Set problem: Rewrite every line of the listing below, swapping each occurrence of "keypoint" for "marker". Leave everything else untouched.

Pointing dataset records:
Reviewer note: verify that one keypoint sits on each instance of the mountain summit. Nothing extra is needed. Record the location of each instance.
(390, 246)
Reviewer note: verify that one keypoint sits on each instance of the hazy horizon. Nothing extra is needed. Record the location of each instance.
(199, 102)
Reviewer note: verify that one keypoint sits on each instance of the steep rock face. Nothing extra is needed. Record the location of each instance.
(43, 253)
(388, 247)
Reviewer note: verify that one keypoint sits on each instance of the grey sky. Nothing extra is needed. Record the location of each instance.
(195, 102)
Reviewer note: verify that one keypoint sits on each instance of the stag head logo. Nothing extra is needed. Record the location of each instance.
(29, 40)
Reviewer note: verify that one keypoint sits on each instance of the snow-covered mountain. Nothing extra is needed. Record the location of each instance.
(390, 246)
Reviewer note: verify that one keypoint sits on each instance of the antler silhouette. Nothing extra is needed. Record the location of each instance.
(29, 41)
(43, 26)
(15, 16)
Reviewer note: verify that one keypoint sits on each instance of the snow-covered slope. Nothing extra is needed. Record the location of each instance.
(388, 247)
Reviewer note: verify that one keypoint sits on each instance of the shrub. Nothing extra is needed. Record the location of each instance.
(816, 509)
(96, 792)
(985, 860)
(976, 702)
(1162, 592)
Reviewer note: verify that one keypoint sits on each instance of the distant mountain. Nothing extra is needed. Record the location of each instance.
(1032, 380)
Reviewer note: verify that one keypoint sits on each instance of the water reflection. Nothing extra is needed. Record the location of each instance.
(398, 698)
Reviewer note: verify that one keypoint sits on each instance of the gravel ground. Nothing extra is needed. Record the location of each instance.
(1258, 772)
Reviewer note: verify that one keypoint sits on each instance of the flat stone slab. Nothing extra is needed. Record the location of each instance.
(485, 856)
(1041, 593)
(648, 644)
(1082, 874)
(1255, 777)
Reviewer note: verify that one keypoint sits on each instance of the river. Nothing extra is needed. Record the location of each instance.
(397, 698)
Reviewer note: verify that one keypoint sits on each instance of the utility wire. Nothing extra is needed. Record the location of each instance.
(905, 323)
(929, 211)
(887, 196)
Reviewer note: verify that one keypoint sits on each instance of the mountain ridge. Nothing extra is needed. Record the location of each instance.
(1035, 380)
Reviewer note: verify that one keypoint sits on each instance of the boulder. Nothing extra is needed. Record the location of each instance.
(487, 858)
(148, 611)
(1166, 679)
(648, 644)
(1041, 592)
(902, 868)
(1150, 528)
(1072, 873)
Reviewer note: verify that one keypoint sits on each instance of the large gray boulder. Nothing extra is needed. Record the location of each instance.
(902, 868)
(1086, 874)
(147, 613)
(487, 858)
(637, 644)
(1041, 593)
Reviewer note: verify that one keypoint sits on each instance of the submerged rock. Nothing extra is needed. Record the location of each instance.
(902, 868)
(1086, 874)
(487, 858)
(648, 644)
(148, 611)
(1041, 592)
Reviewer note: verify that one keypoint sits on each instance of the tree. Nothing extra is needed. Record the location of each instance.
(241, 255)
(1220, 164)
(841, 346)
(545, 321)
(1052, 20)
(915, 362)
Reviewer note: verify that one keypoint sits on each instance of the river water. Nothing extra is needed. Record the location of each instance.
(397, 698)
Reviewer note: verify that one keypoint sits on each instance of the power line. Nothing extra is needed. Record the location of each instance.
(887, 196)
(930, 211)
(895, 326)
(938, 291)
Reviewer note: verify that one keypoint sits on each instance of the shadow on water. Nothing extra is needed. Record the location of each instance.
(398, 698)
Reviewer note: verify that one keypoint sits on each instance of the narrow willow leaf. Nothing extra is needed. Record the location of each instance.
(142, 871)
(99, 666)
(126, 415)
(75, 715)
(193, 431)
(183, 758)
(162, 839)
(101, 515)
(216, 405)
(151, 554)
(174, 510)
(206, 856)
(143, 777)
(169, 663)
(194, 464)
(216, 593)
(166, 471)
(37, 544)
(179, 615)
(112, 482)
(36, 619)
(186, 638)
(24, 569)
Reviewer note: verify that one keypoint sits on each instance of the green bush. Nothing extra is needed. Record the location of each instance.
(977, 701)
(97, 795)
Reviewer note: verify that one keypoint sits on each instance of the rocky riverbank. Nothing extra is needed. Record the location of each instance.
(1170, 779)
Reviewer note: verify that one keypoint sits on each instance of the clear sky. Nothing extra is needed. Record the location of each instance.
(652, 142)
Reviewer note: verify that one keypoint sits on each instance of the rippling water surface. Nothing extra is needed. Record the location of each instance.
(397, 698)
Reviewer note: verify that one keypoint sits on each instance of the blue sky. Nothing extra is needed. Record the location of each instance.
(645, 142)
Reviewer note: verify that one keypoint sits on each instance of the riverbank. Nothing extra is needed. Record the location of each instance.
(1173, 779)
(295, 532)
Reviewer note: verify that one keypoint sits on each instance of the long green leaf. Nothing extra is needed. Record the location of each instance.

Exercise response:
Reviewer note: verify that one marker sits on each instance of the mountain summit. Nothing extra is needed. Record the location of each instance.
(390, 246)
Reviewer note: verify that one marker sits on each instance of the hazy horizon. Nothing extra is needed. Record the location of each instance.
(199, 102)
Reviewer note: verify that one marker sits on each instance of the steep rock face. Nothing extra is needed. Record the location of each instance.
(43, 253)
(388, 247)
Reviewer note: verify that one marker sits on each instance of the grey sky. Nothing extra is needed. Record the location of each instance.
(195, 102)
Reviewer note: verify that one marker sits on each instance of the stag head logo. Nothing extra is needed. Record the location of each instance.
(29, 40)
Reviewer note: verify that one marker sits on each instance of the snow-covered mountain. Nothing extra is needed. Record the location of each instance.
(390, 246)
Reviewer note: verify that one marker sits on each instance of the antler silhouette. Nothing extra is needed. Record the location of each instance.
(29, 41)
(43, 26)
(15, 16)
Reviewer note: verify that one marker sits on each instance of the snow-covered slope. Nothing extra is needed. Record the location of each instance.
(388, 247)
Reviewer note: verify that one marker sits on each instance of the shrub. Nothing extra is needed. Record the location of each instance.
(816, 509)
(96, 792)
(985, 860)
(976, 702)
(1162, 592)
Reviewer note: verify that one marker sits on each instance of the distant mountain. Nothing extra is needed. Record the location of each instance.
(1032, 380)
Reviewer note: verify that one marker sits on each instance of the water reflection. Nothing extra is needed. Record the location of each instance.
(398, 698)
Reviewer note: verify that one marker sits on each instance of the gravel ground. Nothing extra is needed. Record the location of each instance.
(1258, 772)
Reviewer note: verify that one marker sits on each instance of the flat stone slab. Nothing extra is needed. Record the location of each instance.
(485, 856)
(1041, 593)
(648, 644)
(1082, 874)
(1255, 777)
Reviewer note: verify that one marker sits on each instance of the river. Nothing extra is needed. Record the location of each instance.
(397, 698)
Reviewer note: verify that one marker sits on each instance of the utility wire. Nothing extra is needed. Record the location of each instance.
(905, 323)
(929, 211)
(887, 196)
Reviewer note: verify that one marker sits on each instance of the mountain ridge. Nothing extra is needed. Record the location of each instance.
(1035, 380)
Reviewer note: verify that one marker sits on each instance of the boulder. Nothing extra is needed. Record the location of each instance.
(487, 858)
(148, 611)
(1166, 679)
(648, 644)
(1041, 592)
(902, 868)
(1150, 528)
(1072, 873)
Reviewer note: verify that one marker sits on each instance of the large gray boulder. Nothing extra is needed. Record the location of each instance.
(902, 868)
(1086, 874)
(147, 613)
(487, 858)
(637, 644)
(1041, 593)
Reviewer note: verify that one marker sits on each instance of the submerged rock. Nothing extra is needed. Record the location of each instance.
(902, 868)
(1086, 874)
(487, 858)
(648, 644)
(148, 611)
(1041, 592)
Reviewer note: verify that one marker sits on each instance of the tree. Nothing extra is needed. Record the location of each instance.
(241, 255)
(1220, 164)
(841, 346)
(545, 321)
(1052, 20)
(915, 362)
Reviewer note: verify that one marker sits on each instance of the river water. Nothing extra is needed. Record the location of each instance.
(397, 698)
Reviewer note: verify that one marker sits on each instance of the power line. Nothing extra is needed. Record the location of each instance.
(887, 196)
(930, 211)
(895, 326)
(938, 291)
Reviewer note: verify that one marker sits on each instance of the shadow on water. Nothing extra is needed. Record the location of each instance.
(398, 698)
Reviewer note: verify that one marker sits on each instance of the narrow willow leaf. Nothing extra is needed. Record the location of each instance.
(142, 871)
(99, 666)
(126, 415)
(75, 715)
(193, 431)
(183, 758)
(162, 839)
(101, 515)
(216, 405)
(151, 554)
(174, 510)
(206, 856)
(143, 777)
(169, 663)
(194, 464)
(216, 593)
(166, 471)
(37, 544)
(179, 615)
(112, 482)
(36, 619)
(186, 638)
(24, 569)
Reviewer note: verify that one marker sits on each instance of the green bush. Nothing extra is needed. Record the location of each instance.
(977, 701)
(97, 795)
Reviewer note: verify that one marker sits on each instance of the rocky riverbank. Nothing extra is needed. Record the location of each instance.
(1170, 779)
Reviewer note: verify that one marker sits on each instance of the clear sky. Nothing extra is needed. Record the location of each instance.
(652, 142)
Reviewer note: verify that one marker sits on each instance of the rippling water surface. Nothing extra is needed. Record the location of each instance.
(397, 698)
Reviewer note: verify that one marker sits on each instance of the blue sky. Nothing extra is needed. Record the location of each instance.
(645, 142)
Reviewer note: verify that one marker sits on each instance of the riverbank. Nothing extra is needed. Record the location of each instance.
(1173, 779)
(295, 532)
Reviewer note: verify that one marker sits on each instance of the long green leaf. Nothing extra is needed. Record the location of each instance.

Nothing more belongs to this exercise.